## Objective
Please copy out every line in the items below that contains the word "purple". Case counts, so match only that exact capitalization.

## Provided data
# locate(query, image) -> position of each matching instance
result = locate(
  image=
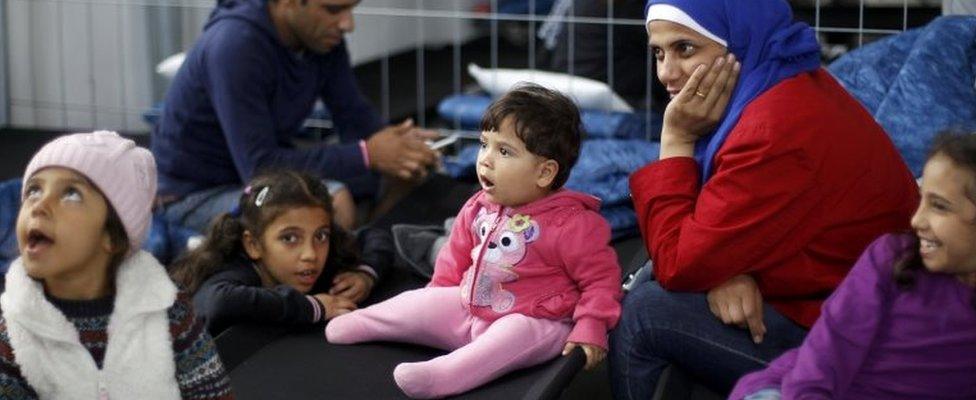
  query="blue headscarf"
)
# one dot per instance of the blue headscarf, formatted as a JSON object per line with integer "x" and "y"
{"x": 767, "y": 43}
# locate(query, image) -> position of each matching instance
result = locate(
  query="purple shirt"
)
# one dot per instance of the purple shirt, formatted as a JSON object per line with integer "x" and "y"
{"x": 876, "y": 341}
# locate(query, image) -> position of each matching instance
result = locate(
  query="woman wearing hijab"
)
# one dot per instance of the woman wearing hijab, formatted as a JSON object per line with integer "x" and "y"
{"x": 771, "y": 181}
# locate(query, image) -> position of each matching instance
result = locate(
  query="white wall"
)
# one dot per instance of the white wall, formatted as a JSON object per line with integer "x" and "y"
{"x": 76, "y": 65}
{"x": 83, "y": 64}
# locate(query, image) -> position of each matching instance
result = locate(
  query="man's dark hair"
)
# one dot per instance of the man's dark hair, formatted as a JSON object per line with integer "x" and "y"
{"x": 547, "y": 122}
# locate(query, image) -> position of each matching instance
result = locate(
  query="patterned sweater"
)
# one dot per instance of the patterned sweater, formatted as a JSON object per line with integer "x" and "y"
{"x": 199, "y": 371}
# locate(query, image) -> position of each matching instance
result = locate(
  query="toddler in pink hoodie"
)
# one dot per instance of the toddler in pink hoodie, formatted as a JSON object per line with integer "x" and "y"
{"x": 527, "y": 272}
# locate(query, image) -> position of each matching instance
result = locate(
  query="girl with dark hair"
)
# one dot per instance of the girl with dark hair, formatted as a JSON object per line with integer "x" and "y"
{"x": 280, "y": 258}
{"x": 903, "y": 322}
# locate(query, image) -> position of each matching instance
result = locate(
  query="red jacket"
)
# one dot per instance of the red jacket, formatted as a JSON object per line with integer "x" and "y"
{"x": 804, "y": 182}
{"x": 547, "y": 259}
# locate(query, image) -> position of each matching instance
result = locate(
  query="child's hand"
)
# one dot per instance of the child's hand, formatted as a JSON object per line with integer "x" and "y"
{"x": 354, "y": 285}
{"x": 594, "y": 354}
{"x": 334, "y": 305}
{"x": 738, "y": 302}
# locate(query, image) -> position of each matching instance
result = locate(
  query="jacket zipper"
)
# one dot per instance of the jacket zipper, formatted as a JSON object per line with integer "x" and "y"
{"x": 481, "y": 254}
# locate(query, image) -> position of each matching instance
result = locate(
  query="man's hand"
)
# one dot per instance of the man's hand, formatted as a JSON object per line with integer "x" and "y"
{"x": 354, "y": 285}
{"x": 738, "y": 302}
{"x": 334, "y": 305}
{"x": 399, "y": 151}
{"x": 594, "y": 354}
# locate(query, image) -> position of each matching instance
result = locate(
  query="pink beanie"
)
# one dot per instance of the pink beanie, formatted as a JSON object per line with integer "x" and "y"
{"x": 124, "y": 172}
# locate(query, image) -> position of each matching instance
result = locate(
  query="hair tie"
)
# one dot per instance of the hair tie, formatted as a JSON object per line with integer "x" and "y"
{"x": 236, "y": 211}
{"x": 262, "y": 195}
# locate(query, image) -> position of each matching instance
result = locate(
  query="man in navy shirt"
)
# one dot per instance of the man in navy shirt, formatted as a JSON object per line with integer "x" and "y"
{"x": 243, "y": 93}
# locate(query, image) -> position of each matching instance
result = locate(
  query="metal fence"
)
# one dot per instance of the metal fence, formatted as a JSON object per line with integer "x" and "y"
{"x": 85, "y": 64}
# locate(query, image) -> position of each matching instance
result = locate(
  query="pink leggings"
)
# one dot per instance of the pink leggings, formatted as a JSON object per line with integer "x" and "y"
{"x": 434, "y": 317}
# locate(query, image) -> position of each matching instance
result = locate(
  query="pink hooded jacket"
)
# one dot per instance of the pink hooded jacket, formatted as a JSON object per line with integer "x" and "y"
{"x": 547, "y": 259}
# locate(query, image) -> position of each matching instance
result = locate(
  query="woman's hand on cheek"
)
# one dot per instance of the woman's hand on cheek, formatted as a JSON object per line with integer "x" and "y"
{"x": 699, "y": 107}
{"x": 354, "y": 286}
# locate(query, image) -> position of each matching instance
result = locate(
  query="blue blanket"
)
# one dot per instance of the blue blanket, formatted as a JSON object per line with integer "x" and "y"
{"x": 917, "y": 83}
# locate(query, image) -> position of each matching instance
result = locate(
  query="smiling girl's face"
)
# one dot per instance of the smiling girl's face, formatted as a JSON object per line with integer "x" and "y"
{"x": 293, "y": 248}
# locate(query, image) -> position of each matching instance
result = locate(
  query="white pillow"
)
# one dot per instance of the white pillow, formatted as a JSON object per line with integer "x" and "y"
{"x": 170, "y": 65}
{"x": 587, "y": 93}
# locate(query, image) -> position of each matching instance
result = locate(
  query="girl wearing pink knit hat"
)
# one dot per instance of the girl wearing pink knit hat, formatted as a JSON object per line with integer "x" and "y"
{"x": 86, "y": 313}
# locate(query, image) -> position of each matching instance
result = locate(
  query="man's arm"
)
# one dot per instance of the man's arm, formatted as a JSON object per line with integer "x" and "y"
{"x": 240, "y": 78}
{"x": 354, "y": 117}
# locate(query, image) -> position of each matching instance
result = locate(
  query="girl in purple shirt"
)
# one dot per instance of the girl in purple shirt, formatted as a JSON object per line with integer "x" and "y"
{"x": 902, "y": 325}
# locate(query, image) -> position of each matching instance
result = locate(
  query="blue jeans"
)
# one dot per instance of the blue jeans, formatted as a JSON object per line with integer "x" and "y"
{"x": 658, "y": 328}
{"x": 196, "y": 210}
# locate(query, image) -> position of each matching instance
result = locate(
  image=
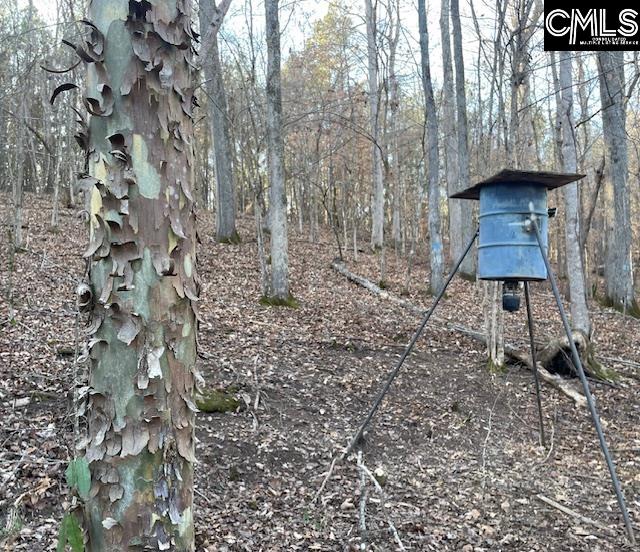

## Task answer
  query="purple shirt"
# one dot per instance of the purple shirt, formatted as a JSON object per line with integer "x" and "y"
  query="girl in purple shirt"
# one dot per instance of the girl in purple shirt, formatted as a JSON object per line with integer "x" and "y"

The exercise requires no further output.